## What this task involves
Wherever the string "harness" occurs in a line of these records, report that line.
□ □ □
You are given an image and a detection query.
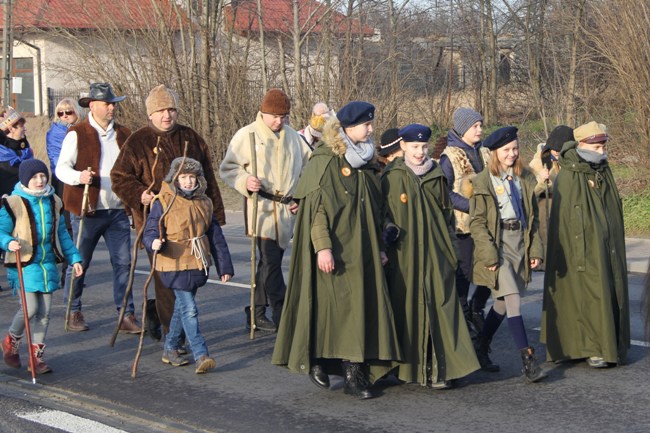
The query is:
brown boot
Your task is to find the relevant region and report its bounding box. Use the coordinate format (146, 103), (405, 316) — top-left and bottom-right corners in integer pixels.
(67, 311), (89, 332)
(2, 333), (21, 368)
(119, 314), (142, 334)
(28, 344), (52, 375)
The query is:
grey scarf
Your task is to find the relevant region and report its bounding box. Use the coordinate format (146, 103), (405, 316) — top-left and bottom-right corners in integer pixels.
(577, 148), (608, 165)
(342, 129), (375, 168)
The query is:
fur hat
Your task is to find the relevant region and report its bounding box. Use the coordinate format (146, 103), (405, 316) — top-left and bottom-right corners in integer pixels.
(483, 126), (519, 150)
(19, 159), (49, 187)
(378, 128), (402, 157)
(146, 85), (178, 116)
(0, 106), (24, 131)
(260, 89), (291, 115)
(337, 101), (375, 128)
(544, 125), (574, 152)
(574, 121), (608, 144)
(164, 157), (204, 183)
(453, 108), (483, 137)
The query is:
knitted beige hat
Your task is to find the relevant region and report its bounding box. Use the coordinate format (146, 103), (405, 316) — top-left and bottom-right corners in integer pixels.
(145, 85), (178, 116)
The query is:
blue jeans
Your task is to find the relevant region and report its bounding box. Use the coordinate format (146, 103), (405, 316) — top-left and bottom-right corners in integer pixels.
(165, 288), (208, 361)
(63, 209), (133, 314)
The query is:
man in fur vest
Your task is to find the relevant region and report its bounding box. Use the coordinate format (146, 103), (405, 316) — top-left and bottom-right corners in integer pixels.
(220, 88), (311, 331)
(56, 82), (139, 333)
(111, 84), (226, 337)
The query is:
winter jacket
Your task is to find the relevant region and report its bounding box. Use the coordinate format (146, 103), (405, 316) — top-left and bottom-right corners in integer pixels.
(439, 130), (490, 232)
(469, 168), (543, 290)
(111, 123), (226, 231)
(0, 183), (81, 293)
(45, 121), (69, 172)
(220, 112), (311, 249)
(143, 180), (233, 291)
(541, 141), (629, 364)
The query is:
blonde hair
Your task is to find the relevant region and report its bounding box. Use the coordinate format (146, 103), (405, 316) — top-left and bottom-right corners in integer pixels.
(55, 97), (84, 124)
(488, 147), (523, 177)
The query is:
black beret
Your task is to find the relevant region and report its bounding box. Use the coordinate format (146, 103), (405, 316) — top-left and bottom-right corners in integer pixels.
(544, 125), (574, 152)
(378, 128), (402, 157)
(483, 126), (518, 150)
(399, 124), (432, 143)
(337, 101), (375, 128)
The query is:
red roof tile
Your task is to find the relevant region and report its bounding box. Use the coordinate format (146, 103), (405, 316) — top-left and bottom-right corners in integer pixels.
(0, 0), (186, 31)
(225, 0), (374, 37)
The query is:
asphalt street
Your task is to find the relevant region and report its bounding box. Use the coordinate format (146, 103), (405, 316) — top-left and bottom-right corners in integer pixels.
(0, 210), (647, 433)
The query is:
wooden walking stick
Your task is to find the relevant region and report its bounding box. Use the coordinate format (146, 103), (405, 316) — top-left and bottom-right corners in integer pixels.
(64, 167), (92, 332)
(109, 138), (161, 347)
(15, 250), (37, 384)
(249, 131), (258, 340)
(132, 144), (188, 378)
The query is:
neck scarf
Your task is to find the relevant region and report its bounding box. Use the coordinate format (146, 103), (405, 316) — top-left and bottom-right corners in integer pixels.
(0, 145), (33, 166)
(21, 184), (53, 198)
(577, 148), (608, 165)
(505, 173), (527, 229)
(341, 129), (375, 168)
(404, 157), (434, 176)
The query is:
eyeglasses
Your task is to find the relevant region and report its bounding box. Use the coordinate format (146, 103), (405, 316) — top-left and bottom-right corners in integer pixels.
(57, 110), (75, 116)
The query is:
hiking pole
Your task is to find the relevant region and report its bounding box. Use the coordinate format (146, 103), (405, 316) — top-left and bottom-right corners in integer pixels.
(132, 143), (187, 378)
(64, 167), (91, 332)
(110, 138), (161, 347)
(15, 250), (36, 384)
(249, 131), (258, 340)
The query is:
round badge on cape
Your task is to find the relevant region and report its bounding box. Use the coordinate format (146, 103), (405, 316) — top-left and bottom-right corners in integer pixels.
(153, 146), (159, 154)
(588, 179), (595, 188)
(495, 185), (506, 195)
(400, 193), (408, 203)
(341, 167), (351, 177)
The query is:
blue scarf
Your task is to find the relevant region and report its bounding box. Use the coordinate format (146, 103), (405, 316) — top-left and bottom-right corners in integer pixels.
(0, 144), (33, 166)
(506, 174), (527, 230)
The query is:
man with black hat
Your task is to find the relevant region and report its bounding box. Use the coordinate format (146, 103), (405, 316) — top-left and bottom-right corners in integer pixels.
(528, 125), (574, 259)
(220, 88), (311, 331)
(272, 101), (401, 400)
(438, 107), (493, 349)
(56, 82), (140, 333)
(541, 121), (629, 369)
(111, 84), (227, 340)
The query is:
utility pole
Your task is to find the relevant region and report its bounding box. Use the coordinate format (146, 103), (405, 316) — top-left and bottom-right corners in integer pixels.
(1, 0), (14, 106)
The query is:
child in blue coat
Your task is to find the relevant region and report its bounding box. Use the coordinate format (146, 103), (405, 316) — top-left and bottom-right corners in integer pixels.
(0, 159), (83, 374)
(144, 157), (234, 374)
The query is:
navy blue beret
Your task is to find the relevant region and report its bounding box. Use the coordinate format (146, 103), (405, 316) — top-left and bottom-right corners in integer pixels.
(337, 101), (375, 128)
(399, 124), (432, 143)
(483, 126), (518, 150)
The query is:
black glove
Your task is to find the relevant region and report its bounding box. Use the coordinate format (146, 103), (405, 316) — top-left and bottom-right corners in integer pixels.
(382, 223), (400, 245)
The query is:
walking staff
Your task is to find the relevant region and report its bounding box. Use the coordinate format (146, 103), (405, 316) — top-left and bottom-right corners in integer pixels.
(249, 131), (258, 339)
(64, 167), (91, 332)
(15, 250), (36, 384)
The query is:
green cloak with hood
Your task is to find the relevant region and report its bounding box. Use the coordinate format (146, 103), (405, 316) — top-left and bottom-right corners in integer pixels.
(272, 119), (401, 382)
(381, 158), (479, 385)
(541, 141), (630, 364)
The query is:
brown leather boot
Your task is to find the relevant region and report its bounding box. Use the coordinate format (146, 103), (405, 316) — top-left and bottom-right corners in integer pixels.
(2, 333), (21, 368)
(28, 344), (52, 375)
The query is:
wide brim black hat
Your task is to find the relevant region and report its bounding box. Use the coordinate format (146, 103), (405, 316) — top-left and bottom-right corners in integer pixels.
(79, 82), (127, 108)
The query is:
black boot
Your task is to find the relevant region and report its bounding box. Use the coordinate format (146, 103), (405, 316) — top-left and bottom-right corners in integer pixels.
(245, 306), (277, 332)
(520, 347), (547, 383)
(343, 362), (374, 399)
(474, 335), (500, 372)
(309, 363), (330, 389)
(469, 298), (485, 336)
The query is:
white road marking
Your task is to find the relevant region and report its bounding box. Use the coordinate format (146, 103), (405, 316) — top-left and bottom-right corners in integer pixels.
(16, 409), (128, 433)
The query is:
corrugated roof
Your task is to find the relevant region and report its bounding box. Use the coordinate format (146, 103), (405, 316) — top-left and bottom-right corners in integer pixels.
(224, 0), (375, 37)
(0, 0), (186, 31)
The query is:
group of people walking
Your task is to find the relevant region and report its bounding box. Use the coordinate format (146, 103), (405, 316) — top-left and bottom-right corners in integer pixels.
(0, 85), (629, 396)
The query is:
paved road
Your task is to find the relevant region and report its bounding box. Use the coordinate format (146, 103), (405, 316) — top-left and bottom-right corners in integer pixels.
(0, 211), (647, 433)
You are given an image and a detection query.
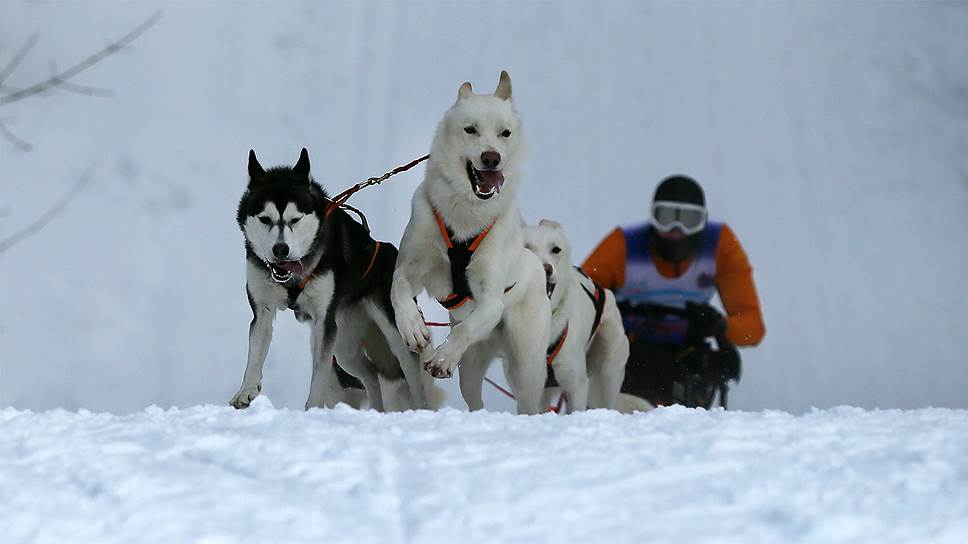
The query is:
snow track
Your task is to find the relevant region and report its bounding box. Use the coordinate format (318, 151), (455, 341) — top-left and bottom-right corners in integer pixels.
(2, 402), (966, 543)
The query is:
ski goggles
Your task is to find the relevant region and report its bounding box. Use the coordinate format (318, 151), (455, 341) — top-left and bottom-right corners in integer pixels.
(651, 200), (707, 235)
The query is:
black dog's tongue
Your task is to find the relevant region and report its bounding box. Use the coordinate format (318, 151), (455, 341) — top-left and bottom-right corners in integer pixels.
(275, 261), (304, 276)
(476, 169), (505, 193)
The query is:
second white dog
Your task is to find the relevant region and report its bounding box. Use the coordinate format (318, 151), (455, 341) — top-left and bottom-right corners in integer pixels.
(523, 220), (630, 411)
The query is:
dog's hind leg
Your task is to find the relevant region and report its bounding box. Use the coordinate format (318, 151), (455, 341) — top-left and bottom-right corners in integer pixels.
(334, 337), (384, 412)
(458, 344), (496, 411)
(586, 308), (629, 410)
(305, 309), (341, 410)
(502, 302), (550, 415)
(369, 305), (427, 410)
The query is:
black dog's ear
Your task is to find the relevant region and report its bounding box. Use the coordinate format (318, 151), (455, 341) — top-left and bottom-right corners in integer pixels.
(248, 150), (267, 183)
(293, 148), (311, 181)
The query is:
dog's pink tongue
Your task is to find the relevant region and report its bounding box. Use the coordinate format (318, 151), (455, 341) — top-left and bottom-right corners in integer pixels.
(277, 261), (304, 275)
(476, 170), (505, 192)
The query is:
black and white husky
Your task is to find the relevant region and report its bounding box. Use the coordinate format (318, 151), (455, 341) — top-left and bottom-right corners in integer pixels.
(231, 148), (431, 411)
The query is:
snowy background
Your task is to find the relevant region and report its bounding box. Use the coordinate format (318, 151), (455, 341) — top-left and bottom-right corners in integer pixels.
(1, 0), (967, 414)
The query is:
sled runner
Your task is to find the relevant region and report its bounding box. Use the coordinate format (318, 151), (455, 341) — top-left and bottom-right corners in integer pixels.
(618, 301), (741, 409)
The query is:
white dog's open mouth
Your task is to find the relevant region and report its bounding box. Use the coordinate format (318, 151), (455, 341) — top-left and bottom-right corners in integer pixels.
(466, 161), (504, 200)
(268, 260), (304, 283)
(546, 281), (556, 299)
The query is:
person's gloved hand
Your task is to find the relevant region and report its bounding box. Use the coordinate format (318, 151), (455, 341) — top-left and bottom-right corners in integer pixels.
(684, 302), (726, 341)
(717, 341), (742, 382)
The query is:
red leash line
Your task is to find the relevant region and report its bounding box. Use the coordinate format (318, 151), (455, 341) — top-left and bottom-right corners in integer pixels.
(483, 376), (516, 400)
(325, 154), (430, 217)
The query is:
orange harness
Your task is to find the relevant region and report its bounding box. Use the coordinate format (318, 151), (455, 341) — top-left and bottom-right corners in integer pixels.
(546, 324), (569, 365)
(544, 274), (608, 388)
(434, 211), (506, 311)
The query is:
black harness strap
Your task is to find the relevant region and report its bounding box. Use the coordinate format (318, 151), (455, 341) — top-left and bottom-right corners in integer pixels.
(434, 210), (496, 311)
(575, 266), (607, 340)
(544, 324), (570, 388)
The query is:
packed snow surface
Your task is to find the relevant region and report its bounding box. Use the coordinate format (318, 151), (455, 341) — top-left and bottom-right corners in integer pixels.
(2, 1), (968, 415)
(2, 402), (966, 543)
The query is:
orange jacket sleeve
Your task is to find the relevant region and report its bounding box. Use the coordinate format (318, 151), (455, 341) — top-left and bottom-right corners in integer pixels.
(582, 223), (765, 347)
(716, 224), (765, 346)
(581, 227), (627, 290)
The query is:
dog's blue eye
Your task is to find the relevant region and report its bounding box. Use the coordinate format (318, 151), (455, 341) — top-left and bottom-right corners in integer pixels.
(259, 217), (273, 226)
(464, 126), (477, 135)
(551, 247), (562, 254)
(501, 129), (511, 137)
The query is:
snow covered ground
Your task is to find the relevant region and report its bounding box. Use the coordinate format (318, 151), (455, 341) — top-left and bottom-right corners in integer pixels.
(2, 402), (966, 543)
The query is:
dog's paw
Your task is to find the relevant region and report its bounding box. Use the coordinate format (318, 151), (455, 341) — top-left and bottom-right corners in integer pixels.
(398, 307), (431, 352)
(423, 341), (461, 379)
(230, 384), (261, 409)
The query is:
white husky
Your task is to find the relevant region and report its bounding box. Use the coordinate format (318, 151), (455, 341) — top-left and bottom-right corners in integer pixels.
(391, 71), (551, 414)
(523, 220), (630, 411)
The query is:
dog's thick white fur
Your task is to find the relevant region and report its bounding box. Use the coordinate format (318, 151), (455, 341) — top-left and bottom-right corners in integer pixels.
(391, 71), (551, 414)
(523, 220), (630, 411)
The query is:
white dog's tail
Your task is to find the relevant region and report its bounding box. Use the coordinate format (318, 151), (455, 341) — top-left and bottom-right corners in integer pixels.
(614, 393), (655, 413)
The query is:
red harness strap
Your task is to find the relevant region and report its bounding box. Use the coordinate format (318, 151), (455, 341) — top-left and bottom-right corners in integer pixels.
(543, 324), (569, 404)
(360, 241), (381, 280)
(546, 324), (569, 365)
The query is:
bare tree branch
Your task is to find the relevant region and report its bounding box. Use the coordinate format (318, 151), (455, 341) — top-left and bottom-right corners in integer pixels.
(0, 122), (32, 151)
(45, 59), (114, 97)
(0, 12), (161, 106)
(0, 160), (101, 255)
(0, 32), (40, 86)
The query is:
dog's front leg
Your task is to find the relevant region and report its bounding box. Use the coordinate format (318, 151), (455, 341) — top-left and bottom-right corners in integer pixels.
(424, 295), (503, 379)
(550, 350), (590, 413)
(230, 305), (274, 409)
(306, 313), (338, 410)
(391, 260), (432, 353)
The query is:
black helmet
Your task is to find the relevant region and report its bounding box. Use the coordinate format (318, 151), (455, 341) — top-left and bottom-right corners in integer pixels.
(653, 175), (705, 207)
(650, 175), (707, 263)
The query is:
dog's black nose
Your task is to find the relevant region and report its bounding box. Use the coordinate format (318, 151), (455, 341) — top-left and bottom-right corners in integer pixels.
(543, 263), (553, 277)
(272, 243), (289, 259)
(481, 151), (501, 169)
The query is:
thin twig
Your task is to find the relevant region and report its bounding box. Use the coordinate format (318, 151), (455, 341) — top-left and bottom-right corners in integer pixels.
(0, 159), (101, 255)
(0, 122), (32, 151)
(0, 32), (40, 86)
(0, 12), (161, 106)
(53, 80), (114, 98)
(42, 60), (114, 97)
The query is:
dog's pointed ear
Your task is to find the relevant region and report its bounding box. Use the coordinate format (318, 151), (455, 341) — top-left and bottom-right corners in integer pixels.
(494, 70), (512, 101)
(458, 81), (473, 100)
(293, 147), (311, 181)
(539, 218), (562, 230)
(248, 150), (266, 183)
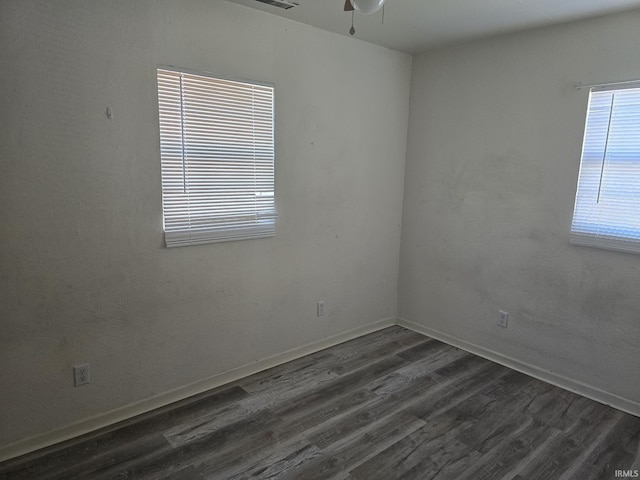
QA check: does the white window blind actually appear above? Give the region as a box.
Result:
[157,67,276,247]
[571,85,640,254]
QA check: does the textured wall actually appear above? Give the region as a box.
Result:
[0,0,411,448]
[400,10,640,408]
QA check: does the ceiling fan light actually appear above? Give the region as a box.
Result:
[349,0,385,15]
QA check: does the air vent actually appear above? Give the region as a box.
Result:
[254,0,299,9]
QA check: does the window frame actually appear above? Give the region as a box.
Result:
[156,66,276,248]
[570,83,640,255]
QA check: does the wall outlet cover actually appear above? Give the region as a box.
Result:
[498,311,509,328]
[74,364,90,387]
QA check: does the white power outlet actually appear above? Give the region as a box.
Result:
[317,301,325,317]
[498,311,509,328]
[74,364,90,387]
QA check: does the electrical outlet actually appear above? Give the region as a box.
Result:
[74,364,90,387]
[317,300,325,317]
[498,311,509,328]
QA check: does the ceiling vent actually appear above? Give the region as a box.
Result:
[254,0,299,9]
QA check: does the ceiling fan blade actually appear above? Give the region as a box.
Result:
[344,0,354,11]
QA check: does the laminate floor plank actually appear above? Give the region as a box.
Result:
[199,437,323,480]
[394,338,449,361]
[356,381,545,480]
[165,354,407,448]
[429,353,504,382]
[309,360,502,455]
[160,465,207,480]
[1,326,638,480]
[349,414,479,480]
[179,362,428,479]
[513,406,623,480]
[42,434,173,480]
[188,388,381,479]
[238,351,341,395]
[366,354,489,407]
[47,387,247,479]
[525,385,598,430]
[566,444,636,480]
[393,346,470,380]
[351,387,531,480]
[556,413,640,480]
[454,373,560,452]
[237,330,425,398]
[0,385,247,480]
[323,327,426,362]
[124,399,336,480]
[396,446,481,480]
[363,349,475,398]
[277,412,426,480]
[407,362,511,421]
[301,386,436,452]
[455,417,560,480]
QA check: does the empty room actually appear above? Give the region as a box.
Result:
[1,0,639,479]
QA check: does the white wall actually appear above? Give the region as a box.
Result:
[400,10,640,412]
[0,0,411,452]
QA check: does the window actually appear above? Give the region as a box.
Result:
[571,85,640,254]
[157,67,276,247]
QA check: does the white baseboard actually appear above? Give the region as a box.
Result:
[397,317,640,418]
[0,317,396,463]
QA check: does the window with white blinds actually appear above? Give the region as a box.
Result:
[157,67,276,247]
[571,85,640,254]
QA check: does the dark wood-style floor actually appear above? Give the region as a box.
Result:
[1,326,639,480]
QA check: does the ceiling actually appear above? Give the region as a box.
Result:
[225,0,640,53]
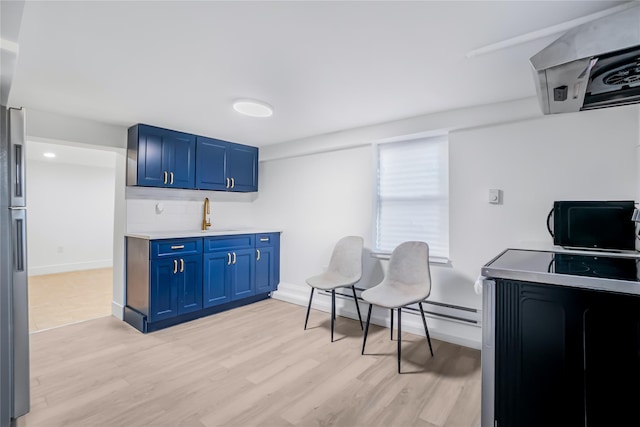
□ □ □
## Exercise solution
orange harness
black harness strap
red harness strap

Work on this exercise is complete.